== Exercise brief ==
Gather the lines below that include the string "target", copying each in full.

== Data for processing ==
'''

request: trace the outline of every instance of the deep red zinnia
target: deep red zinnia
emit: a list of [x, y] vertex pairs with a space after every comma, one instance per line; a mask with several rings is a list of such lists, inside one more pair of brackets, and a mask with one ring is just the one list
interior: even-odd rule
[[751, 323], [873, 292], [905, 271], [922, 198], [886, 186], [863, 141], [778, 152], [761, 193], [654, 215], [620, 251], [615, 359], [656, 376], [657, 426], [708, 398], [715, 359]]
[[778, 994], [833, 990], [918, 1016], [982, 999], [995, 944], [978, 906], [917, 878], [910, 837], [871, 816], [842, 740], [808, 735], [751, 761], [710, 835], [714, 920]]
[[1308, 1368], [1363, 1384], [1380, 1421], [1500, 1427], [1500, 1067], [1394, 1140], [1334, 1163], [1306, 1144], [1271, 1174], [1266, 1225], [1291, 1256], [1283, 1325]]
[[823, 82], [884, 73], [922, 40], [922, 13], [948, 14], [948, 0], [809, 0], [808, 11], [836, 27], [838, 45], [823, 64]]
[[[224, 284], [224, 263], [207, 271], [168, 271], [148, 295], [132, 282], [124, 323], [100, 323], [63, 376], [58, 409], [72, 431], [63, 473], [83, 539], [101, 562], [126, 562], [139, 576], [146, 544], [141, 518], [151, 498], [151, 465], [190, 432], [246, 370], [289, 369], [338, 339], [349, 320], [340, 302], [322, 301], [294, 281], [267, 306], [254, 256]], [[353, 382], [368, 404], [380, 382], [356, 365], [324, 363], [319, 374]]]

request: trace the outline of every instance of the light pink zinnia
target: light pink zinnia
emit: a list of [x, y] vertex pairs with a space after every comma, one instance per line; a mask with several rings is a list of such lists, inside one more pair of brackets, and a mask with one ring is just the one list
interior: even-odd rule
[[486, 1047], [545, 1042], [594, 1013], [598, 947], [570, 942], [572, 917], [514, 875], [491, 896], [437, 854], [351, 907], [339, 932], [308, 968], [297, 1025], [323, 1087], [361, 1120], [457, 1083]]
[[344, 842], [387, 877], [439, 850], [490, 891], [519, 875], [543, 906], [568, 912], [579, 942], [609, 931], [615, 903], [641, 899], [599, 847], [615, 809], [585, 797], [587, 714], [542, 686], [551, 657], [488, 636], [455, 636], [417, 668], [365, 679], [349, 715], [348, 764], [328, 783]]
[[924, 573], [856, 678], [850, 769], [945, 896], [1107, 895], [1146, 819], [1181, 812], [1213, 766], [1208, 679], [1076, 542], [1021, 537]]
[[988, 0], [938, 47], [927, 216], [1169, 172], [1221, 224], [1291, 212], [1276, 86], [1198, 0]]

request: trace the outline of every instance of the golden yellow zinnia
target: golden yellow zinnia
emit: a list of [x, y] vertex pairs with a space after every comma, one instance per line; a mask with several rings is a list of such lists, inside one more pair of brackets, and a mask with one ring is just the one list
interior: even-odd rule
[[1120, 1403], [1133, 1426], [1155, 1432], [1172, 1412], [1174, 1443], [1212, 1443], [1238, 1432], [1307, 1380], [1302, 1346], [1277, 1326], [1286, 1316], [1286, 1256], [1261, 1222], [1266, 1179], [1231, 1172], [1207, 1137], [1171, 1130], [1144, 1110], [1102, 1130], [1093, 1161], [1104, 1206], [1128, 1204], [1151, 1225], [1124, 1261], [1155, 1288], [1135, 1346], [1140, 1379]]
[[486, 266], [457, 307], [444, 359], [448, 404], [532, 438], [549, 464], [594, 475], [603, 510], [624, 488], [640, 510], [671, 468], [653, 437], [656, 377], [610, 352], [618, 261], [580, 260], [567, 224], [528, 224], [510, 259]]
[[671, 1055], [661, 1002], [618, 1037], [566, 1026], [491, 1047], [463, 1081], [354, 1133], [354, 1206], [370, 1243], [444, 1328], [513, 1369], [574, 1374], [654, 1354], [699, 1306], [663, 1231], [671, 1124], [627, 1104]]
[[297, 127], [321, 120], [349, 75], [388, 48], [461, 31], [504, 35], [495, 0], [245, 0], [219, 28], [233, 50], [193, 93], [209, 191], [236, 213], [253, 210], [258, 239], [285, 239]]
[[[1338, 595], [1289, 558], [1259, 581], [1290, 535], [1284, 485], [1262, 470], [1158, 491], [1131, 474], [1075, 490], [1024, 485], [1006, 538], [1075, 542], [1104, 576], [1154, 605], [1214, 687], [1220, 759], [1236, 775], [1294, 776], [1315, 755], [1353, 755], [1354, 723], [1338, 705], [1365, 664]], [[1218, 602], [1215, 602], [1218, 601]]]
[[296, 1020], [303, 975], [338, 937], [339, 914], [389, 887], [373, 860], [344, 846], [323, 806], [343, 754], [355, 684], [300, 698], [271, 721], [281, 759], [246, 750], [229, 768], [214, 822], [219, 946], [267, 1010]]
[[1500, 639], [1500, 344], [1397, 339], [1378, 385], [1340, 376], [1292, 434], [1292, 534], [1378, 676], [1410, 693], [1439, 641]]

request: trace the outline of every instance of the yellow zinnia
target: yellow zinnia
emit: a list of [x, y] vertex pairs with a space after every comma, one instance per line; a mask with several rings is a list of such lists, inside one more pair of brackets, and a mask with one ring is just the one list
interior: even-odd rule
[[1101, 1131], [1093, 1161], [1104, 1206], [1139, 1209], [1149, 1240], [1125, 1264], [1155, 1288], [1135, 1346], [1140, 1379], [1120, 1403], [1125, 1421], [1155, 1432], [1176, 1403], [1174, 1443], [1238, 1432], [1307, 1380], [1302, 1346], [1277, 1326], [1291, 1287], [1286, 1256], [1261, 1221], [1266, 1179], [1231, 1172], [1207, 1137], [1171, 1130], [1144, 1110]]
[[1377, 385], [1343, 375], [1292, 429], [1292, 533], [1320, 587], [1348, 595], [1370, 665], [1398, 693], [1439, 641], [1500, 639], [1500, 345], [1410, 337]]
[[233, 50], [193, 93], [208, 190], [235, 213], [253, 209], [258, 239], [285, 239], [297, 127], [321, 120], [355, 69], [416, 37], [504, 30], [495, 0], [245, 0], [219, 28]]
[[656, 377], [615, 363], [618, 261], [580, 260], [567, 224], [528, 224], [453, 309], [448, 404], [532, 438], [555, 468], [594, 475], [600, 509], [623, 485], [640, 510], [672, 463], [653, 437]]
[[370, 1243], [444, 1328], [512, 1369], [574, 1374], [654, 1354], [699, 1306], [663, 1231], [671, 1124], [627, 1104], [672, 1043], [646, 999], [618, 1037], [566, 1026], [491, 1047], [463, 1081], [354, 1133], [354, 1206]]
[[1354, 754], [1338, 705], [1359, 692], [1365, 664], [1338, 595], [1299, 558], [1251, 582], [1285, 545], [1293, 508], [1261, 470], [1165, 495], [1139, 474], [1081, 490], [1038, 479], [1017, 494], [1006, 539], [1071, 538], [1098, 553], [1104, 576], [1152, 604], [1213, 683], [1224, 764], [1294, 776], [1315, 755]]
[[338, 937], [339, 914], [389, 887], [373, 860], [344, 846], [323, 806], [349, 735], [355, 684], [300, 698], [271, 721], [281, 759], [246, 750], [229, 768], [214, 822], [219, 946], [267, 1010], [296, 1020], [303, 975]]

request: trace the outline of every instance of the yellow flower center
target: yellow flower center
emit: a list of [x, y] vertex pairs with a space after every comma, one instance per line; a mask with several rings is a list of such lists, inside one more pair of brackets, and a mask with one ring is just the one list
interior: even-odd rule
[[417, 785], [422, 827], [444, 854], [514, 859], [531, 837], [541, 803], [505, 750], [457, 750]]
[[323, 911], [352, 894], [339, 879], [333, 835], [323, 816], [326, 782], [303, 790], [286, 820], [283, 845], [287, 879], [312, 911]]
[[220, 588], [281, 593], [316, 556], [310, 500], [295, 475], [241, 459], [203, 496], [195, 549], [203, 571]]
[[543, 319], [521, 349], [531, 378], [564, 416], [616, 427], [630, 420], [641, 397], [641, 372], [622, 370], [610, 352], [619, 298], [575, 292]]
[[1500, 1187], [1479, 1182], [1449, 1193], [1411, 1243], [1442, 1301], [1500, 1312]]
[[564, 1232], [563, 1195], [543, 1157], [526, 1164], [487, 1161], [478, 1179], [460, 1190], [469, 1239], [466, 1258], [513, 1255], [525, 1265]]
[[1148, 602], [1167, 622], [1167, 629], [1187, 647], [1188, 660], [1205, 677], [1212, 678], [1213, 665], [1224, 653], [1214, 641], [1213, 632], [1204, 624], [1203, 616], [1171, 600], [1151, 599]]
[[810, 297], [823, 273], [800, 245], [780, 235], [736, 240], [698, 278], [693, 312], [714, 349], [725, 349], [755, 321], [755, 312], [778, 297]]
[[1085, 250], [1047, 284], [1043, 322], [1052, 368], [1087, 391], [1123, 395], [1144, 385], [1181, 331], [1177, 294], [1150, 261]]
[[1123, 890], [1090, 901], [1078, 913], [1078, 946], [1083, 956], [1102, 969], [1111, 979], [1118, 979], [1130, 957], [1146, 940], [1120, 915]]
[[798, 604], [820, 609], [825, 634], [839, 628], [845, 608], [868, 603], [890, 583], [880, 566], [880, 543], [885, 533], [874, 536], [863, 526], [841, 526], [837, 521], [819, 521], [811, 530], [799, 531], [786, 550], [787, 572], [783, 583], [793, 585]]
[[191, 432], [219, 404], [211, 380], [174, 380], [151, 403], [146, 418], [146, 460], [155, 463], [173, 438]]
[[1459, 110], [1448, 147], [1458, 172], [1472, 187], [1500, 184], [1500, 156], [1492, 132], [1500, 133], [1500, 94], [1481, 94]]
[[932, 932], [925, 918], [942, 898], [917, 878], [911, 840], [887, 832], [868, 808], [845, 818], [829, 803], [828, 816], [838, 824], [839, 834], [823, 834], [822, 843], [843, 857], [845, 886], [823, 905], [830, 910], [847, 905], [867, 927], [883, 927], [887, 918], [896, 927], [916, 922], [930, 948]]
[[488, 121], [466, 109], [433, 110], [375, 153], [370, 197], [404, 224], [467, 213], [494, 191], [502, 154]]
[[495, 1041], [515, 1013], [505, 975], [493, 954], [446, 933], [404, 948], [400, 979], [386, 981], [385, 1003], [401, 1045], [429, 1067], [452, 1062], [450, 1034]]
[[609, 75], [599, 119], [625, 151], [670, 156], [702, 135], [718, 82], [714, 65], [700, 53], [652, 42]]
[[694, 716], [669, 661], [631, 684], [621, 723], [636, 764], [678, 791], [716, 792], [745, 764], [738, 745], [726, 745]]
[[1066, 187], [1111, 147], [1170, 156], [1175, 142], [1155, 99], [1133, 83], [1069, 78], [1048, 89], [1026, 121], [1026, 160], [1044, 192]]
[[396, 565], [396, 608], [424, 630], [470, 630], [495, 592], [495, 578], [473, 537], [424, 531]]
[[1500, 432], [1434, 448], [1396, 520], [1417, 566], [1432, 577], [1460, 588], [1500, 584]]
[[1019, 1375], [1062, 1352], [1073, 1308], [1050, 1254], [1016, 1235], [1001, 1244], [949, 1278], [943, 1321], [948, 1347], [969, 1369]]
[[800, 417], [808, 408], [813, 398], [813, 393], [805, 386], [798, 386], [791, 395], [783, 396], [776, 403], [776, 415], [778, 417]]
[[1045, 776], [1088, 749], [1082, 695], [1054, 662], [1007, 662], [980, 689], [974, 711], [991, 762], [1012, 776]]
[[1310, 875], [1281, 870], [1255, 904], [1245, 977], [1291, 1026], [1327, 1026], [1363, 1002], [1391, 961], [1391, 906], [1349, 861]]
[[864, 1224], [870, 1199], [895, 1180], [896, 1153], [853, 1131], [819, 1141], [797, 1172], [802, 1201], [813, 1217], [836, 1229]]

'''

== Response ==
target: deep red zinnia
target: light pink zinnia
target: golden yellow zinnia
target: yellow zinnia
target: yellow flower center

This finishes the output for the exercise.